Source data
■ ■ ■

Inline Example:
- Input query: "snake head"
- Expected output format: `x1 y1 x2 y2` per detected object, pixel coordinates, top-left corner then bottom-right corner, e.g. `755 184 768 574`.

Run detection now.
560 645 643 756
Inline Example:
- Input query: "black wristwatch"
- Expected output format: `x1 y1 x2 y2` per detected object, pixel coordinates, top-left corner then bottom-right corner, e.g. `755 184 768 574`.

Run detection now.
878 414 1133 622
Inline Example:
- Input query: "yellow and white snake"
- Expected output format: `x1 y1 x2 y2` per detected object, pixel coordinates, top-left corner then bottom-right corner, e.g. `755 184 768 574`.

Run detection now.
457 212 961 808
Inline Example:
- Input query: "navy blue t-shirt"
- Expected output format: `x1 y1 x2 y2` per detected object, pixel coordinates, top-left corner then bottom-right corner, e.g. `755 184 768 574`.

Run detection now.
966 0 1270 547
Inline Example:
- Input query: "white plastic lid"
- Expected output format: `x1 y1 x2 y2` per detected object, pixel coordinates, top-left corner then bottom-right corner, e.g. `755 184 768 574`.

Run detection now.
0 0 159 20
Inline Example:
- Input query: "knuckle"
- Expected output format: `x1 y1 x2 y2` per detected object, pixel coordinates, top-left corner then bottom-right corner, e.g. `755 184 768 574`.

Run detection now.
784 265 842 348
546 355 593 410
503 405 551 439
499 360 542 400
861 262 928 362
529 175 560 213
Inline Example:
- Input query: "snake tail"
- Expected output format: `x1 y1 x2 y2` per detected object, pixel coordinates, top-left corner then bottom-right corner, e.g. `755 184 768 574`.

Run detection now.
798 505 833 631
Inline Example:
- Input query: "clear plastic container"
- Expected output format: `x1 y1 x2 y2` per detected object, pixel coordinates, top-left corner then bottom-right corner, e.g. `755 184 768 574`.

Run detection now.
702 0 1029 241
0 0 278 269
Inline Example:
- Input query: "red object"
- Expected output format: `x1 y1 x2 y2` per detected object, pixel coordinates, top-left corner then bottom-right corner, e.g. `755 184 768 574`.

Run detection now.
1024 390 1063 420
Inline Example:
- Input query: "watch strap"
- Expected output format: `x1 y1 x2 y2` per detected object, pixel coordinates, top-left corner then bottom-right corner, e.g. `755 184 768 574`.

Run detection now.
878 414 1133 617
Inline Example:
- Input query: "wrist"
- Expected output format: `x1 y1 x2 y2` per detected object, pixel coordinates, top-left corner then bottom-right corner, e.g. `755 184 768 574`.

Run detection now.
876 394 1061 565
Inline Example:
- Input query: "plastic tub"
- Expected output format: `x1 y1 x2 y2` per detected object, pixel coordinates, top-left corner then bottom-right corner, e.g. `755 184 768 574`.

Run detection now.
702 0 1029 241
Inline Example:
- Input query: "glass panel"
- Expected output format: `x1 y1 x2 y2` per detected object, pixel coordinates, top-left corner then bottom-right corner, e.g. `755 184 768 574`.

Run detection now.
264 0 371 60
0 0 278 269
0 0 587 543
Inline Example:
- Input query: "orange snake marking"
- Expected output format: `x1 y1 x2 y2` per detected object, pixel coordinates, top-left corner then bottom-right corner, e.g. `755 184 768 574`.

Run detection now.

■ ■ ■

▶ TASK DETAILS:
Reproduce every one of the rows above word for word, with nothing changed.

▶ THE RESULT:
Inline Example:
- Input query: "snake head"
- Expected output format: `x1 y1 x2 y2` per detected object, pixel coordinates, top-left corner then bottom-right corner, e.g. `755 184 768 574`.

Run detection now.
560 645 643 756
Inline Example:
- Input query: "black wristwatch"
- Expected output format: `x1 y1 x2 y2` per detected object, pixel coordinates, top-left corner then bottom-right corner, e.g. `755 184 768 574`.

Run detection now.
878 414 1133 622
Inline Example:
- Input query: "yellow and white snake"
- Expected output format: `x1 y1 x2 y2` per detected object, pixel coordinates, top-left corner then bottom-right corner, e.g. `755 184 768 574`.

Run detection now.
457 212 961 808
Inline Example:
- Input query: "navy blue t-shirt"
- Expected output format: `x1 y1 x2 y2` per detected object, pixel coordinates, top-left corner then bottom-right corner, e.g. `755 184 768 574`.

Run detection now.
966 0 1270 547
Inline Example:
- Input query: "white plastic lid"
- Expected output format: `x1 y1 x2 y2` per detected object, pixel coordinates, top-left corner then bottom-right corner, e.g. `755 184 768 574`.

Run detection now.
0 0 159 20
Inline Example:
- Input query: "knuckle"
- Expected output format: `x1 y1 x2 y2` per detected object, pixel coordinates, top-left corner then bottom-right corner, e.g. `755 184 768 574`.

Run detection now.
784 265 842 348
546 355 593 410
503 405 551 439
499 360 542 400
861 262 928 362
529 175 560 213
Inline Example:
- Input query: "snake tail"
- Expected output format: `x1 y1 x2 y2` per detected object, pixel coordinates, top-left corner then bottom-right corner, e.g. `755 184 768 574`.

Run detection now.
798 505 833 631
Inline Example:
- Input query: "clear plastic container"
- Expected output format: `x1 y1 x2 y2` per detected object, pixel coordinates, top-left corner then bottom-right corner, e.g. `755 184 768 574`.

Run detection now.
702 0 1029 241
0 0 278 269
Inline Example:
- Input query: "red object"
- Expected output format: `x1 y1 x2 y2` per detected object, pixel coordinates, top-left corner then bottom-right corner, e.g. `755 184 768 574`.

Run detection now.
1024 390 1063 420
Inline Example:
- Input query: "watch strap"
- Expected output format: `x1 y1 x2 y2` per detected object, pixel coordinates, top-left corner then bottom-right corner, e.g. `755 184 768 574`.

Run detection now.
878 414 1133 617
Inline Example:
- Input query: "wrist"
- Expected output format: `x1 y1 x2 y2` per detected object, pixel coordinates, top-left corner then bottom-right corner, e.g. `755 184 768 574`.

Run detection now.
876 394 1061 565
Inline Example:
- Input query: "plastic tub"
- Expected output format: `x1 y1 x2 y2` per detected object, pixel coordinates, top-left corner then bottom-right corner, e.g. `755 184 768 574`.

Run detection now.
702 0 1029 241
Inline Example:
- Input query: "glass panel"
- Expected output format: `x1 y1 x2 y2` per detected object, pixel coordinates, top-left corner then bottom-right corner, e.g. `755 184 768 574`.

Run detection now.
264 0 371 60
0 0 278 269
0 0 587 543
Inline Example:
- Input query: "orange snake marking"
- Expected output format: `x1 y1 x2 y2` per detected object, pixel coordinates, top-left corner then bottom-right corner, e.g. `755 184 768 574`.

Run detection now.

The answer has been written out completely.